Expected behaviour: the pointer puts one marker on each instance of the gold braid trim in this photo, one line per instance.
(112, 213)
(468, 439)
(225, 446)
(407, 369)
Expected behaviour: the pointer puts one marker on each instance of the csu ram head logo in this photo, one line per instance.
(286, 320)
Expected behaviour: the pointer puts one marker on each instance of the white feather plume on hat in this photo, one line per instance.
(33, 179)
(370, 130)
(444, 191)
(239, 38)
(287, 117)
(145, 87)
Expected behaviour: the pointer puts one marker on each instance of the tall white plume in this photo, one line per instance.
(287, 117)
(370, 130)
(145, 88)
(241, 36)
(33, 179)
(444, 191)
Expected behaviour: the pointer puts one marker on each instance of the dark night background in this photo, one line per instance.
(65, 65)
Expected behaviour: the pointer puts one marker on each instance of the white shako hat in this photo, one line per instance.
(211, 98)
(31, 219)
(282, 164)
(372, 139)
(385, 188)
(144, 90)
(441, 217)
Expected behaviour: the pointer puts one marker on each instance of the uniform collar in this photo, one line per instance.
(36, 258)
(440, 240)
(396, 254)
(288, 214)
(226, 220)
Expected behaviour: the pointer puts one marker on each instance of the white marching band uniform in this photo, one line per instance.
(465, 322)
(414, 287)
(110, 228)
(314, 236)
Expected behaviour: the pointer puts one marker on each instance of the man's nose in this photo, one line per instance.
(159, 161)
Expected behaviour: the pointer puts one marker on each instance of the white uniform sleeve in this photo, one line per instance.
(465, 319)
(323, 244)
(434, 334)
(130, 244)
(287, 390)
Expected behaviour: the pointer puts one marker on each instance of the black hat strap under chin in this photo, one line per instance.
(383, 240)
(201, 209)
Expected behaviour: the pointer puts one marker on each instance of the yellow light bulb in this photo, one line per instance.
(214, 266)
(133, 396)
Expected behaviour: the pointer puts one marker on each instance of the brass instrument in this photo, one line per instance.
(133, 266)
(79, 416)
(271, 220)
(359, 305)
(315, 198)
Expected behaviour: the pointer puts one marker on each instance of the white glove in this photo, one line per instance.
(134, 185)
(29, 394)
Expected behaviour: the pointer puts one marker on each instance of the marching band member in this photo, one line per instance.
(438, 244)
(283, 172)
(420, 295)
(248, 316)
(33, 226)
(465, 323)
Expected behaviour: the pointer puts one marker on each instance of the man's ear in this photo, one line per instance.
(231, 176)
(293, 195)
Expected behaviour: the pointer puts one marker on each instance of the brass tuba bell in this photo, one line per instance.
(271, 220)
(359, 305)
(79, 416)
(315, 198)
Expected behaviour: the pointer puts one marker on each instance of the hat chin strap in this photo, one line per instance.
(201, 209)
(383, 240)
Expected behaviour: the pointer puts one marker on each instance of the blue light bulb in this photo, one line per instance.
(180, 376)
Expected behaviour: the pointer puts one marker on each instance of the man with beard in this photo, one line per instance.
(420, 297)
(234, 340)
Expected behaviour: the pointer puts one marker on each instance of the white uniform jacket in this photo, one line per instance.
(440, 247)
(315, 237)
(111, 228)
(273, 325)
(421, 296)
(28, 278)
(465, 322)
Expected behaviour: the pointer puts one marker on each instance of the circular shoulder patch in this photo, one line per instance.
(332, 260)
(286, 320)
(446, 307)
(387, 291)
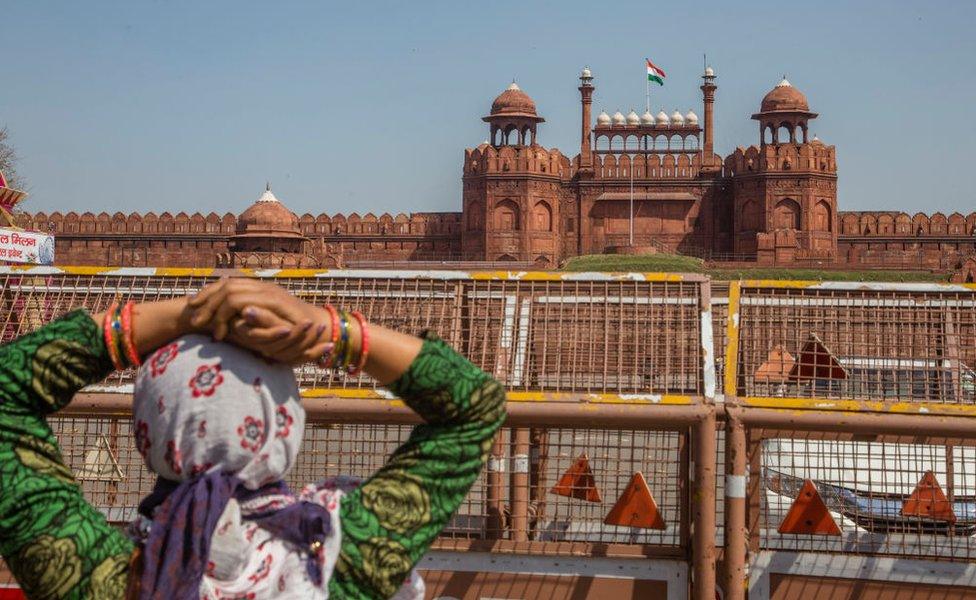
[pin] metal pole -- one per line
(520, 485)
(703, 541)
(631, 201)
(647, 94)
(736, 541)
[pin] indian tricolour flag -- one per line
(654, 73)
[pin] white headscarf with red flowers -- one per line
(202, 406)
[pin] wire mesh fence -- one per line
(554, 334)
(909, 500)
(910, 343)
(101, 453)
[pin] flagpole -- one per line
(647, 93)
(631, 202)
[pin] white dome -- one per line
(268, 195)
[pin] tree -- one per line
(8, 161)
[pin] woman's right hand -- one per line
(262, 317)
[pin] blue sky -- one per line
(367, 106)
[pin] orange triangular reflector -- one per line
(816, 361)
(928, 500)
(578, 482)
(809, 514)
(777, 367)
(636, 507)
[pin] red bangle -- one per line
(110, 345)
(363, 343)
(334, 317)
(128, 342)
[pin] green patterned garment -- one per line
(59, 546)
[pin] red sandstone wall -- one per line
(196, 240)
(902, 241)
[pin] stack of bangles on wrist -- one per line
(117, 329)
(340, 353)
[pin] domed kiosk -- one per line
(268, 236)
(513, 118)
(784, 107)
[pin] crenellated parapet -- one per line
(813, 157)
(901, 224)
(487, 159)
(212, 224)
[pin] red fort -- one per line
(773, 202)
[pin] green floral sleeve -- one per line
(56, 544)
(391, 520)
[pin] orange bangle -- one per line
(334, 318)
(110, 344)
(128, 341)
(363, 343)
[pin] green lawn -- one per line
(669, 263)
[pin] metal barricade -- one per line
(615, 369)
(849, 434)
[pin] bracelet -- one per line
(363, 343)
(128, 341)
(342, 354)
(109, 328)
(330, 352)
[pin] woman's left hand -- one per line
(262, 317)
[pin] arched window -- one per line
(542, 217)
(506, 216)
(476, 216)
(786, 215)
(822, 216)
(749, 217)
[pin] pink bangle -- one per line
(128, 342)
(110, 345)
(363, 344)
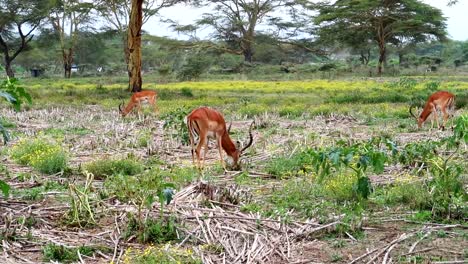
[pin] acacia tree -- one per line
(117, 14)
(382, 21)
(68, 17)
(134, 45)
(235, 22)
(18, 20)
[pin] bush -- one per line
(101, 169)
(44, 156)
(53, 252)
(408, 192)
(160, 254)
(152, 230)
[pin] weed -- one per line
(408, 192)
(336, 257)
(163, 254)
(187, 92)
(81, 212)
(175, 121)
(104, 168)
(60, 253)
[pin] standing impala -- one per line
(442, 100)
(136, 100)
(208, 123)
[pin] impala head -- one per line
(420, 120)
(121, 109)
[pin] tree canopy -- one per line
(18, 20)
(383, 22)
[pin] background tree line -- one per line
(61, 36)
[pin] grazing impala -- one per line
(136, 100)
(208, 123)
(442, 100)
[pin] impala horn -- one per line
(251, 138)
(411, 112)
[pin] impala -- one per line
(442, 100)
(208, 123)
(137, 100)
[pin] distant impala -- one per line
(442, 100)
(209, 123)
(137, 100)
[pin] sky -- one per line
(457, 19)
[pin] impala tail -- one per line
(411, 112)
(250, 139)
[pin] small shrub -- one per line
(152, 230)
(194, 67)
(39, 153)
(60, 253)
(408, 192)
(160, 254)
(176, 121)
(187, 92)
(340, 187)
(102, 169)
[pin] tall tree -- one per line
(18, 20)
(117, 14)
(383, 21)
(68, 17)
(235, 21)
(134, 45)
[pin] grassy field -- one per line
(338, 169)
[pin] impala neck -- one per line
(425, 113)
(227, 144)
(128, 108)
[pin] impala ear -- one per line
(250, 138)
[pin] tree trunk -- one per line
(126, 52)
(134, 46)
(248, 54)
(67, 62)
(8, 68)
(382, 58)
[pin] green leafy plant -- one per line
(175, 120)
(81, 212)
(162, 254)
(60, 253)
(14, 94)
(104, 168)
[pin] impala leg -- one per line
(434, 111)
(218, 139)
(201, 143)
(444, 112)
(192, 145)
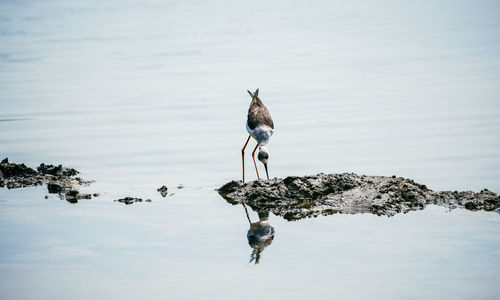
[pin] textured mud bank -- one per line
(58, 179)
(295, 198)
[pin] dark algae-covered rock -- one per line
(131, 200)
(59, 180)
(295, 197)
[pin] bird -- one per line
(260, 126)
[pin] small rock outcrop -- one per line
(295, 197)
(59, 180)
(131, 200)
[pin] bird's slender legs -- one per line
(254, 163)
(243, 157)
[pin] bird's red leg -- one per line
(243, 157)
(254, 163)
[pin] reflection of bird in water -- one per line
(260, 235)
(260, 126)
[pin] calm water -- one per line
(138, 94)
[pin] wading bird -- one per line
(260, 126)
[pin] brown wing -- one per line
(258, 115)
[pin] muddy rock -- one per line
(59, 180)
(131, 200)
(295, 197)
(56, 170)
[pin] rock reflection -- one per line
(260, 235)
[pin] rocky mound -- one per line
(59, 180)
(295, 198)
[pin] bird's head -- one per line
(263, 157)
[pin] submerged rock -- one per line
(131, 200)
(163, 191)
(295, 197)
(59, 180)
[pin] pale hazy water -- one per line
(140, 94)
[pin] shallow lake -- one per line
(140, 94)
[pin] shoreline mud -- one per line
(294, 198)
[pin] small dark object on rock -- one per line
(295, 197)
(163, 191)
(129, 200)
(56, 170)
(54, 188)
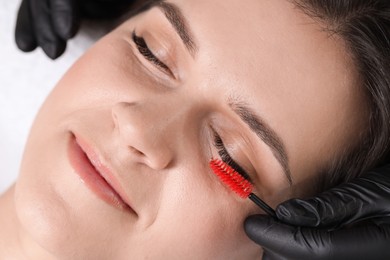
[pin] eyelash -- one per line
(147, 53)
(225, 156)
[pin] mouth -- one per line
(96, 176)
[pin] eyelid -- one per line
(226, 157)
(145, 51)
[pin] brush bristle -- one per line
(231, 178)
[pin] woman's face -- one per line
(276, 89)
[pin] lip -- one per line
(97, 177)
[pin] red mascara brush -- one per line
(238, 184)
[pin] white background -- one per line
(25, 81)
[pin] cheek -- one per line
(203, 219)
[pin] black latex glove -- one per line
(50, 23)
(351, 221)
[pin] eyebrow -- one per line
(265, 133)
(175, 16)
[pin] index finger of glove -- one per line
(284, 239)
(368, 196)
(46, 37)
(368, 241)
(24, 34)
(65, 17)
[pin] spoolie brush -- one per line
(238, 184)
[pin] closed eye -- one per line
(148, 54)
(225, 156)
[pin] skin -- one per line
(154, 132)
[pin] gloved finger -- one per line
(367, 196)
(46, 37)
(268, 255)
(24, 34)
(65, 18)
(369, 241)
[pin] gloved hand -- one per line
(351, 221)
(50, 23)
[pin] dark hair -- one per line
(364, 25)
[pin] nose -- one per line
(146, 132)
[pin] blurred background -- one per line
(25, 81)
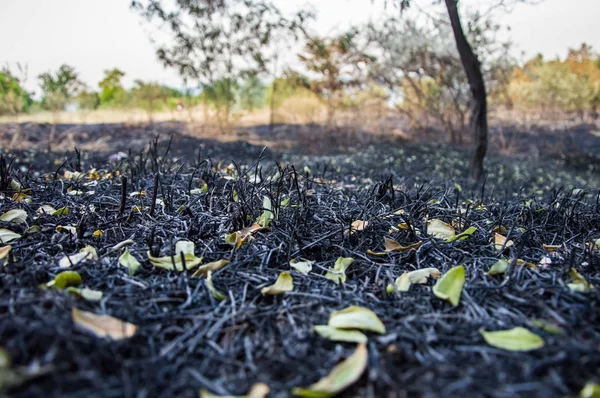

• **Required work**: Gather every line of the listing above that contains the string "reflection", and reproduce each one in full.

• **Response to the exercise**:
[pin] reflection of bird in water -- one per line
[pin] rock reflection -- one per line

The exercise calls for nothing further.